Start of PROVIDED RECORDS

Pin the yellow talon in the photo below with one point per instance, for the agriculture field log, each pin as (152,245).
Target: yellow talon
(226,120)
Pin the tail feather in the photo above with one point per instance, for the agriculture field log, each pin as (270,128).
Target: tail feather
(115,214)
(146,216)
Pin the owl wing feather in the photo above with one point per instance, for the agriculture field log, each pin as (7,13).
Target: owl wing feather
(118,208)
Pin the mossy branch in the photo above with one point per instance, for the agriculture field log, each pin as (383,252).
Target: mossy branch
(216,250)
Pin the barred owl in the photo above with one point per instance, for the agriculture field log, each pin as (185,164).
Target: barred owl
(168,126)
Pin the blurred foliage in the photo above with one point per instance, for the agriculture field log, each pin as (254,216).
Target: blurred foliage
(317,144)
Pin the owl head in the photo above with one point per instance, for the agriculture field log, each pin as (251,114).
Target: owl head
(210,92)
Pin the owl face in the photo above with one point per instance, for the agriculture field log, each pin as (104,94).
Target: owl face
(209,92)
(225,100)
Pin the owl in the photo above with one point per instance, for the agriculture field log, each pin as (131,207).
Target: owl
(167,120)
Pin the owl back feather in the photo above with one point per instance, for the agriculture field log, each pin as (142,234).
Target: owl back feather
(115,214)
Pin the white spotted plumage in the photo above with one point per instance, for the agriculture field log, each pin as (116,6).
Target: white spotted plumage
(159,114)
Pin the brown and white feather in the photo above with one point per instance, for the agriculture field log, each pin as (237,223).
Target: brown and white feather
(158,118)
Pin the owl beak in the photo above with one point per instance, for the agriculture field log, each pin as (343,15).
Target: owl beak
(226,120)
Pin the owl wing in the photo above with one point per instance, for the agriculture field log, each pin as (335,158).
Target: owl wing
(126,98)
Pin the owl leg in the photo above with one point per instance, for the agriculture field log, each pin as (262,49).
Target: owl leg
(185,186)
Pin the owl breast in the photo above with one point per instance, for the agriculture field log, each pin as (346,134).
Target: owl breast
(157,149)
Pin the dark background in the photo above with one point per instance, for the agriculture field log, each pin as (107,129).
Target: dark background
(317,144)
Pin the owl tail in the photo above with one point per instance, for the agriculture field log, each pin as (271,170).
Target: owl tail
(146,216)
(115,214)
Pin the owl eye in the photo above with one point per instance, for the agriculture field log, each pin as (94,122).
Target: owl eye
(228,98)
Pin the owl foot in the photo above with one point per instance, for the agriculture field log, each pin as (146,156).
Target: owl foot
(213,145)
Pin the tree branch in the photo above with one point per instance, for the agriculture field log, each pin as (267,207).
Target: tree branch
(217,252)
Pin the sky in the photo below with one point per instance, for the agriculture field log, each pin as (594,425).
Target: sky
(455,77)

End of PROVIDED RECORDS

### EXERCISE BRIEF
Arrange the items above as a two-column CSV with columns named instruction and answer, one row per item. Put each item's text and its answer in their own quoted field, replacing any line breaks with spaces.

### TASK SOLUTION
instruction,answer
"Pin the yellow talon in the photo below with one point per instance, for the agriculture field log, each pin as (152,245). Target: yellow talon","(226,120)"
"Pin the tail feather in the photo above with one point per instance, for the agriculture field log, each pin as (270,128). Target: tail feather","(115,214) (146,216)"
"Pin the owl wing feather in the photo above with one point per instance, for the agriculture field log, each pin as (7,13). Target: owl wing feather","(118,208)"
"Pin the mossy branch in the photo above with one point per instance, for the agriculture field log, each pin as (383,252). Target: mossy branch","(216,250)"
"Pin the barred owl in the photo above with one point per instance, for the agriculture field log, each pin as (185,164). Target: barred owl","(168,126)"
"Pin the blurred foliage in the photo above with one point per instance, for the agriculture field log, each pin as (254,216). Target: blurred foliage","(317,144)"
"Pin the owl head in the photo above with one point per instance, for the agriculture field log, each pin as (251,114). Target: owl head","(210,92)"
"Pin the owl face in the photo above with one point per instance, for the agriculture field log, each pin as (104,94). Target: owl face","(209,92) (225,100)"
"Pin the owl in the photo above with one point per instance, for the agriculture field log, each pin as (131,207). Target: owl","(167,120)"
"Pin the owl back feather in the photo above with one point per instance, for the agriculture field log, each pin as (142,234). Target: owl back feather","(115,214)"
"Pin the white spotted plumage in the photo above with one point per instance, for the agriculture field log, each pin as (116,6). Target: white spotted plumage","(159,114)"
"Pin the brown and white feather in the photo above with one point per instance, for the agriculture field log, each pin as (237,223). Target: brown and white feather","(158,118)"
"Pin the owl beak in the photo above with one point per instance, for the agriculture field log, each pin as (343,15). Target: owl beak","(226,120)"
"Pin the owl wing in the photo above with one point per instance, for the agriculture field log, each pin as (335,158). Target: owl wing","(126,98)"
"Pin the owl leg in the photo above with one point per instance, for the agriculture field log, each pin as (262,49). Target: owl leg","(185,186)"
"Pin the owl breast in the photo above with one point per instance, for the agriculture field log, each pin as (346,134). Target: owl breast","(157,149)"
"Pin the dark background in the photo above with one point per instance, for the agriculture field log, each pin as (107,129). Target: dark background","(317,144)"
"Pin the owl tail in the photo above with one point per instance, for the agriculture field log, each pin as (271,170). Target: owl tail","(146,216) (115,214)"
"Pin the owl eye in the photo above with one point per instance, for the agriculture field log, each pin as (94,122). Target: owl eye","(228,98)"
"Pin the owl foot in the photo above with one point per instance, for the agriculture field log, each pin as (146,156). Target: owl foot","(213,145)"
"Pin the tree branch in the photo above with one point per instance, for the agriculture field log, each pin as (267,207). Target: tree branch","(217,252)"
"Pin the sky in the photo below with one point per instance, for the agriculture field log, each pin as (594,425). Target: sky","(455,77)"